======== Data lines ========

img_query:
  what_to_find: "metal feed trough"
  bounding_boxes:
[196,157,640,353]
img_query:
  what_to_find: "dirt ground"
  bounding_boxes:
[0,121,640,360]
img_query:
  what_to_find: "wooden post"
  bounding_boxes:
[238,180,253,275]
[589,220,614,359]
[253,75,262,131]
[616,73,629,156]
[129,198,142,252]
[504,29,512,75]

========

§ **Short problem**: Return every line of the listing above unchanged.

§ **In response**:
img_query:
  what_to_find: "metal feed trough"
  bounding_boxes:
[196,157,640,353]
img_query:
  what_to_find: "dirt ground"
  bounding_boxes:
[0,121,640,360]
img_query:
  what_to_find: "wooden post"
  bounding_boxes:
[238,180,253,275]
[589,220,614,359]
[253,75,262,131]
[616,73,629,156]
[129,198,142,252]
[504,29,512,75]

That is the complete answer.